(Text provided)
########
I wouldn't do it. Gordon is another undersized scoring guard. I've never been a fan of that type of player. I also hate the idea of moving Brandon Roy out of his natural position. Brandon is playing great. Let's not mess with that.

I also would rather not go big to small if we trade Zach. At the very least I would trade him for a small forward, not a guard. Andrei Kirilenko would be ideal. I don't care if AK is scoring 20 a game. His defense would more than make up for any lack of scoring. 

How mean would a lineup of: 

Sergio
Roy
Kirilenko
Aldridge
Przybilla

What if it was a threeway. Zach to Chicago, Gordon/Nocioni to Utah, Kirilenko to Portland. I think I'd do that deal.


----------



## Ron Burgundy (Jun 29, 2006)

MARIS61 said:


> I'd say it's a pretty accurate portrayal of the opinions in this thread, where posters are suggesting a Zach for Nocioni trade.
> 
> If you think that's a fair trade based solely on the talent and skills of each player then all I can say is I need some change. Could you give me 2 ten dollar bills for a five?
> 
> To suggest that white, black, or asian fans don't identify more with players with similarities to them is disingenious.


That's crap - Speak for yourself. Nobody's suggesting Nocioni is equal to Zach. The fact is, Zach is a max $$ player with a history of off-the-court problems who has some signigant holes in his game. Namely, defense and spreading the ball around. Plus, it looks like we have another future stud PF in LA. I'm a white male and I can tell you honestly that I'll "Identify" with whatever racial make-up we have on the roster that wins games, conducts themselves professionally, and plays hard. End of story.
########
(Supplied material)
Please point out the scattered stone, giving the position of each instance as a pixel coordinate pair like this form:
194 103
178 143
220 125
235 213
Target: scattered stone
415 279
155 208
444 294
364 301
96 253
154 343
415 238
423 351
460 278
########
(Your tasks)
#1 Please reproduce the part of the forum thread starting at "I also would" and ending at "lack of scoring.".
#2 In the forum thread, which player does the first poster call ideal to get in a trade for Zach?

(Exercise answers)
#1
I also would rather not go big to small if we trade Zach. At the very least I would trade him for a small forward, not a guard. Andrei Kirilenko would be ideal. I don't care if AK is scoring 20 a game. His defense would more than make up for any lack of scoring.

#2 Andrei Kirilenko